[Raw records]
>>>

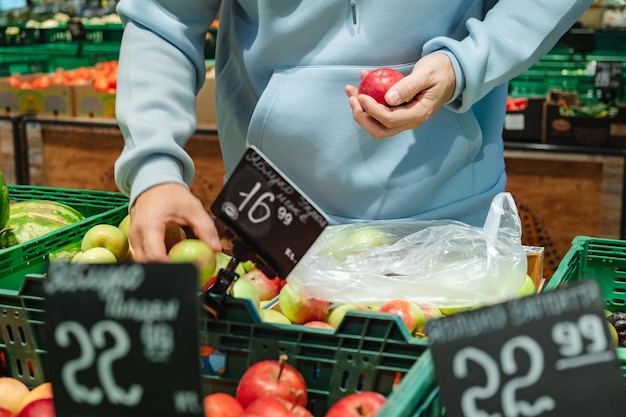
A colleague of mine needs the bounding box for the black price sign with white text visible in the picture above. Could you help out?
[426,281,626,417]
[211,146,328,278]
[44,262,204,417]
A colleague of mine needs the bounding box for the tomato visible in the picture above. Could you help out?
[359,68,404,106]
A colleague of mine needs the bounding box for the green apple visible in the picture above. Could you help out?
[260,309,291,324]
[239,264,282,301]
[215,252,246,277]
[413,306,443,336]
[168,239,217,288]
[517,274,537,297]
[378,299,426,333]
[80,223,128,261]
[241,260,256,272]
[228,278,261,310]
[320,223,395,259]
[278,281,329,324]
[324,303,370,329]
[71,246,117,264]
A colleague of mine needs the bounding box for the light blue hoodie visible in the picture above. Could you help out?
[115,0,593,226]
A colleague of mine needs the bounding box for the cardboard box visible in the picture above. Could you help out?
[73,85,115,118]
[196,68,217,127]
[502,97,545,143]
[544,104,626,147]
[524,246,545,291]
[0,78,74,116]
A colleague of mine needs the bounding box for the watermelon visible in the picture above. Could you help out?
[0,200,85,260]
[0,171,9,229]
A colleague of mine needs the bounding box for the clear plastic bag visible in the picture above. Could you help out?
[287,193,527,308]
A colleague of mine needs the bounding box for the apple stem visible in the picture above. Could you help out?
[276,353,287,381]
[290,389,304,411]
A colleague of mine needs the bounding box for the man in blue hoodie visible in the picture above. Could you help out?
[115,0,593,261]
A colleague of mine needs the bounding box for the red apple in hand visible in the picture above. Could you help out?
[245,395,313,417]
[202,392,243,417]
[325,391,387,417]
[235,355,307,409]
[359,68,404,106]
[378,300,425,333]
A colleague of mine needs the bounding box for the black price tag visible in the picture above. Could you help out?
[211,147,328,278]
[44,262,204,417]
[67,20,87,41]
[426,281,626,417]
[593,61,622,91]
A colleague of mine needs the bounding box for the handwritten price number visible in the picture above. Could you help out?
[237,182,293,226]
[54,320,143,407]
[596,69,611,88]
[452,314,608,417]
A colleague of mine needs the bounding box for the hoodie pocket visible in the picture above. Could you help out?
[248,64,482,219]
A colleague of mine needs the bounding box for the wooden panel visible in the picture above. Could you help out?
[0,120,17,184]
[505,151,624,278]
[27,119,224,209]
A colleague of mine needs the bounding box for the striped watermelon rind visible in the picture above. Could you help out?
[0,200,85,261]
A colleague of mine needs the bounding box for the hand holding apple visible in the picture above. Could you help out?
[81,223,128,261]
[359,68,404,106]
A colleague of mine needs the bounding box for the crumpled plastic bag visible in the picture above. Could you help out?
[287,192,527,308]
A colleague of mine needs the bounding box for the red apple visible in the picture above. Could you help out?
[240,269,281,301]
[278,282,330,324]
[246,395,313,417]
[324,303,370,329]
[18,381,54,411]
[164,224,187,252]
[0,376,29,414]
[203,392,243,417]
[235,355,307,409]
[359,68,404,106]
[325,391,387,417]
[17,398,56,417]
[378,300,424,333]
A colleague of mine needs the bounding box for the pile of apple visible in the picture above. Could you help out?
[0,376,56,417]
[72,215,535,337]
[203,355,387,417]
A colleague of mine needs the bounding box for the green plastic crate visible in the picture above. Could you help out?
[376,349,445,417]
[200,299,428,417]
[0,185,129,293]
[0,274,441,417]
[543,236,626,380]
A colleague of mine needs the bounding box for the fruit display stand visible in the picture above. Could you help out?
[0,185,128,292]
[0,274,439,417]
[544,236,626,379]
[21,116,224,213]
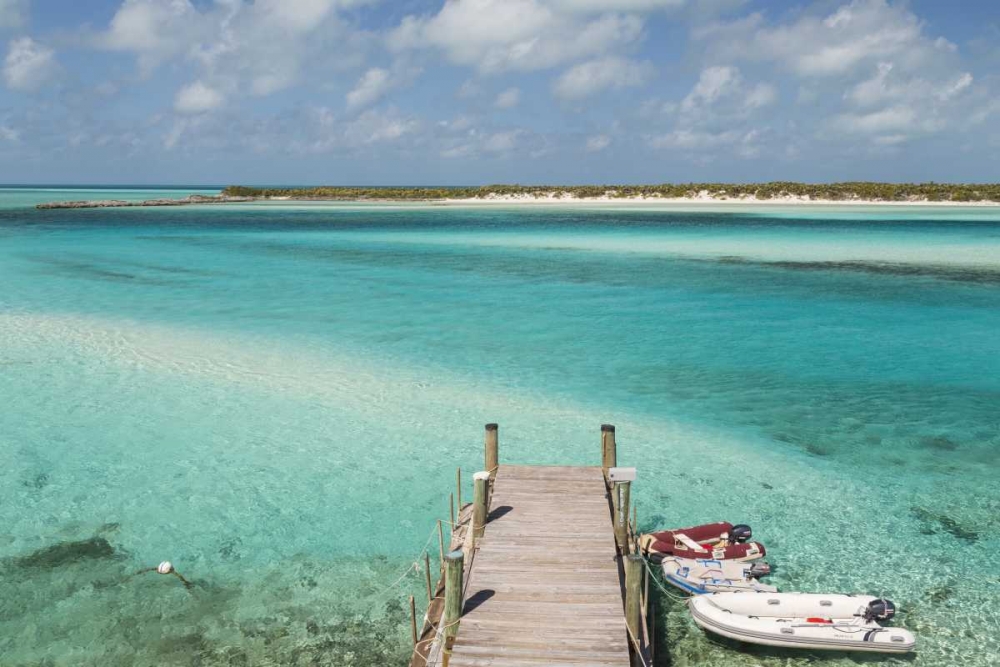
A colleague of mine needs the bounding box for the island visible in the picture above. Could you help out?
[31,181,1000,209]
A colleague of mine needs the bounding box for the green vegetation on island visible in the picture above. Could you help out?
[222,181,1000,202]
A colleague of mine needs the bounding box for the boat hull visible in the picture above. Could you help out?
[688,593,916,653]
[660,556,778,595]
[644,521,767,561]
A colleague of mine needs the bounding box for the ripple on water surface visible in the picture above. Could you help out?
[0,209,1000,667]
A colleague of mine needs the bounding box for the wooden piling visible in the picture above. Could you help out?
[424,551,434,604]
[611,482,632,554]
[410,595,417,646]
[485,424,500,480]
[472,470,490,540]
[441,549,465,653]
[601,424,618,479]
[438,519,451,569]
[625,554,643,651]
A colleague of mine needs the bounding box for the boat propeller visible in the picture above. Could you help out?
[865,599,896,623]
[729,523,753,544]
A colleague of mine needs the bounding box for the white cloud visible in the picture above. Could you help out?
[98,0,374,95]
[695,0,955,77]
[650,130,741,150]
[344,110,419,145]
[744,83,778,109]
[546,0,687,13]
[493,88,521,109]
[835,106,919,134]
[387,0,642,74]
[0,0,28,28]
[587,134,611,153]
[681,66,743,110]
[0,125,21,143]
[3,37,56,91]
[483,130,524,153]
[174,81,225,114]
[347,67,392,109]
[552,56,653,100]
[665,65,778,118]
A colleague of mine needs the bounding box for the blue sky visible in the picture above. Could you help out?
[0,0,1000,184]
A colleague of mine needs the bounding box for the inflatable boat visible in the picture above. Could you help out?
[660,556,778,595]
[640,521,767,561]
[688,593,916,653]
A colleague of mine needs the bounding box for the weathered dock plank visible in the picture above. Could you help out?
[449,465,629,667]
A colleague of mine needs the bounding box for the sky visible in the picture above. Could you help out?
[0,0,1000,185]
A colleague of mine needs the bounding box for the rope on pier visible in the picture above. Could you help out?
[642,556,687,602]
[362,527,437,600]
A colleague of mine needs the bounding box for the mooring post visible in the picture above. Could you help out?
[472,470,490,540]
[486,424,500,479]
[441,549,465,654]
[438,519,444,569]
[410,595,418,646]
[601,424,618,479]
[611,482,632,554]
[625,554,642,651]
[424,551,434,604]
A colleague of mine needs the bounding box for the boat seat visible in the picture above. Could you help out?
[674,533,708,553]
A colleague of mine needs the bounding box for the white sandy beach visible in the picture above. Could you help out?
[440,192,1000,208]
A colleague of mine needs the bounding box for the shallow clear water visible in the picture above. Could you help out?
[0,190,1000,667]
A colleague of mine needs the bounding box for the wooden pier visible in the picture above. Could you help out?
[410,424,652,667]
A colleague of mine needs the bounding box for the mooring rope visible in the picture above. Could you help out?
[361,527,437,601]
[642,556,687,602]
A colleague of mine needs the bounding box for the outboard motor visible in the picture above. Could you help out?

<<<

EXERCISE TASK
Put the lines of the listing above, between the line containing "the green apple" and the line containing "[115,0,593,261]", inclusive, into a numbered list with blank lines left out.

CORRECT RESULT
1. A colleague of mine needs the bounding box for the green apple visible in the picture above. Could you help out?
2. [260,309,291,324]
3. [239,264,282,301]
4. [215,252,246,277]
5. [413,306,443,336]
6. [168,239,217,288]
7. [517,274,537,297]
8. [378,299,426,333]
9. [80,223,128,261]
10. [241,260,256,272]
11. [228,278,261,310]
12. [320,223,395,259]
13. [278,281,329,324]
14. [324,303,370,329]
15. [71,246,117,264]
16. A colleague of mine needs the bounding box for the light blue hoodie visible in the picture above. Could you help out?
17. [115,0,593,226]
18. A colleague of mine needs the bounding box for the cardboard box visible in the picture above. Could you help out?
19. [73,85,115,118]
20. [196,68,217,127]
21. [502,97,545,143]
22. [544,104,626,147]
23. [524,246,545,291]
24. [0,78,74,116]
25. A colleague of mine needs the bounding box for the watermelon visible in the picture above. Could you help out?
26. [0,200,85,260]
27. [0,171,9,229]
28. A colleague of mine needs the bounding box for the clear plastic bag visible in the picture above. Could you help out?
29. [287,193,527,308]
30. A colleague of mine needs the bounding box for the apple stem visible in the picture above. Could you help out?
31. [276,353,287,381]
32. [290,389,304,411]
33. A colleague of mine needs the bounding box for the man in blue hoodie visible in the picture above. Could you help out?
34. [115,0,593,261]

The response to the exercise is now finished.